* _PROBLEM STATEMENT_
The entries that follow need to be retyped verbatim.

* _INPUT RECORDS_
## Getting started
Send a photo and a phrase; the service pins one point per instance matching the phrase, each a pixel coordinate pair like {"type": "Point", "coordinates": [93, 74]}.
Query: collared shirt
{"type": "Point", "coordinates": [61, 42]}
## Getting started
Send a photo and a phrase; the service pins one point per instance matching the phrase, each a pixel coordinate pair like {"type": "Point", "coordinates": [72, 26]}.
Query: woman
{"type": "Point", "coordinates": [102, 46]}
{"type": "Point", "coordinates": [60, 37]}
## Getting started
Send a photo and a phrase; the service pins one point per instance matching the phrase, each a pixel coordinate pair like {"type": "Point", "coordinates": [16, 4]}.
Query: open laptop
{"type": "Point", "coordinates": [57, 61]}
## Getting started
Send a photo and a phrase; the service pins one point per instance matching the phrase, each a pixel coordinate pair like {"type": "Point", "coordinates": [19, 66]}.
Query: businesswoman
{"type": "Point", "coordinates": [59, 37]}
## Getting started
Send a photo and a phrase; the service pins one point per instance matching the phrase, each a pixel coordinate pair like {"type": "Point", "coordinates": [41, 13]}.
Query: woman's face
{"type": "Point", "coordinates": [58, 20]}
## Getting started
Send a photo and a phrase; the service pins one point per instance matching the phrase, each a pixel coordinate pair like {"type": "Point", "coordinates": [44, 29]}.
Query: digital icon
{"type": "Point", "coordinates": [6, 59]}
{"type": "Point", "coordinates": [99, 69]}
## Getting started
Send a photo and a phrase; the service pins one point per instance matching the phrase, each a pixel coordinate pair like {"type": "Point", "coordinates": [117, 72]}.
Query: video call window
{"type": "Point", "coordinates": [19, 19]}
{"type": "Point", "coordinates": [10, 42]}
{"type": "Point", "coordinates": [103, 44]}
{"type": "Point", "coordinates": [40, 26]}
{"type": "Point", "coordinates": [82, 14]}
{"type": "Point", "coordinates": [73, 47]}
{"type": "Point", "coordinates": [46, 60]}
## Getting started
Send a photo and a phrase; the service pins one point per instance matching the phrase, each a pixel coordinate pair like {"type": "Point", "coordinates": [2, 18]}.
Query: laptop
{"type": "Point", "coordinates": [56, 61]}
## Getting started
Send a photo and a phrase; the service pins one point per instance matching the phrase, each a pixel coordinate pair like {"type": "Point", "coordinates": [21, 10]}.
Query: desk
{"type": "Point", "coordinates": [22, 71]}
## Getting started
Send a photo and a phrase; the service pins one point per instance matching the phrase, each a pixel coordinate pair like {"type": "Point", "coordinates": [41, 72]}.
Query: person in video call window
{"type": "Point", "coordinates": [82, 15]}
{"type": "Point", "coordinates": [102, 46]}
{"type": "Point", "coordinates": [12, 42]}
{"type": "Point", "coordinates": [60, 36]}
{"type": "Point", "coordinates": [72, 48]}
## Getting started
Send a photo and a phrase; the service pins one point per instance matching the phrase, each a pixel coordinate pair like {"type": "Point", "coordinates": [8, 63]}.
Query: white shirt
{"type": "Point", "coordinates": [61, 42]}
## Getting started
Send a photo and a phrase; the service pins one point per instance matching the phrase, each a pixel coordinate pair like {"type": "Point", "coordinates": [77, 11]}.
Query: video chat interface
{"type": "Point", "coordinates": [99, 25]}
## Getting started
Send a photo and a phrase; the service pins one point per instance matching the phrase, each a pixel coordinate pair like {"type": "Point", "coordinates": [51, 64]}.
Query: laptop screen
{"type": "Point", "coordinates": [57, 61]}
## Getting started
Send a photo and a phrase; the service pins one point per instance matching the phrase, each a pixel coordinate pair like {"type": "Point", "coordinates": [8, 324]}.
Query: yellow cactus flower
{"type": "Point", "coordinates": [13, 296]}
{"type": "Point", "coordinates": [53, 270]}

* _WRITTEN REPLY_
## Getting started
Send a photo and a phrase; the service pins one point per instance matching the phrase, each a pixel coordinate pair like {"type": "Point", "coordinates": [93, 74]}.
Query: collared shirt
{"type": "Point", "coordinates": [61, 42]}
## Getting started
Send a photo and a phrase; the service pins one point per instance matching the phrase, each a pixel coordinate pair like {"type": "Point", "coordinates": [72, 26]}.
Query: woman
{"type": "Point", "coordinates": [102, 46]}
{"type": "Point", "coordinates": [60, 37]}
## Getting started
Send a photo and a phrase; the service pins one point per instance matching the phrase, each a pixel coordinate pair like {"type": "Point", "coordinates": [16, 4]}.
Query: open laptop
{"type": "Point", "coordinates": [57, 61]}
## Getting started
Send a photo and a phrase; the service pins one point per instance matching the phrase, each a pixel coordinate pair like {"type": "Point", "coordinates": [19, 66]}.
Query: businesswoman
{"type": "Point", "coordinates": [59, 37]}
## Getting started
Send a photo and a phrase; the service pins one point per instance matching the phrase, each a pixel coordinate pair like {"type": "Point", "coordinates": [41, 13]}.
Query: woman's face
{"type": "Point", "coordinates": [58, 20]}
## Getting started
Send a photo and a phrase; the service pins one point per instance matching the phrase, each a pixel coordinate pair like {"type": "Point", "coordinates": [44, 29]}.
Query: digital icon
{"type": "Point", "coordinates": [6, 59]}
{"type": "Point", "coordinates": [99, 69]}
## Getting started
Send a photo and a phrase; the service pins one point per instance matching the phrase, each a pixel coordinate pair like {"type": "Point", "coordinates": [117, 72]}.
Query: video call window
{"type": "Point", "coordinates": [19, 19]}
{"type": "Point", "coordinates": [10, 42]}
{"type": "Point", "coordinates": [103, 44]}
{"type": "Point", "coordinates": [40, 26]}
{"type": "Point", "coordinates": [82, 14]}
{"type": "Point", "coordinates": [73, 47]}
{"type": "Point", "coordinates": [46, 60]}
## Getting started
Send a photo and a phrase; the service pins one point per instance matching the phrase, each a pixel coordinate pair like {"type": "Point", "coordinates": [2, 18]}.
Query: laptop
{"type": "Point", "coordinates": [56, 61]}
## Getting started
Send a photo and a phrase; the service pins one point per instance matching the phrase, each a pixel coordinate pair like {"type": "Point", "coordinates": [21, 10]}.
Query: desk
{"type": "Point", "coordinates": [22, 71]}
## Getting started
Send a photo and a phrase; the service pins one point per instance matching the phrase, each a pixel coordinate pair like {"type": "Point", "coordinates": [41, 72]}.
Query: person in video call window
{"type": "Point", "coordinates": [82, 15]}
{"type": "Point", "coordinates": [102, 46]}
{"type": "Point", "coordinates": [12, 42]}
{"type": "Point", "coordinates": [60, 36]}
{"type": "Point", "coordinates": [72, 48]}
## Getting started
Send a photo and a phrase; the service pins one point per instance matching the phrase, each a pixel coordinate pair like {"type": "Point", "coordinates": [8, 63]}.
Query: white shirt
{"type": "Point", "coordinates": [61, 42]}
## Getting started
Send a photo and a phrase; the service pins one point per instance matching the phrase, each a pixel coordinate pair like {"type": "Point", "coordinates": [77, 11]}.
Query: video chat interface
{"type": "Point", "coordinates": [99, 25]}
## Getting started
Send a photo and a phrase; the service pins one point per instance matching the phrase, each a pixel coordinate pair like {"type": "Point", "coordinates": [51, 64]}.
Query: laptop screen
{"type": "Point", "coordinates": [57, 61]}
## Getting started
Send a photo and a phrase; the service pins one point per instance matching the phrase, each a pixel coordinate pair like {"type": "Point", "coordinates": [8, 324]}.
Query: yellow cactus flower
{"type": "Point", "coordinates": [13, 296]}
{"type": "Point", "coordinates": [53, 270]}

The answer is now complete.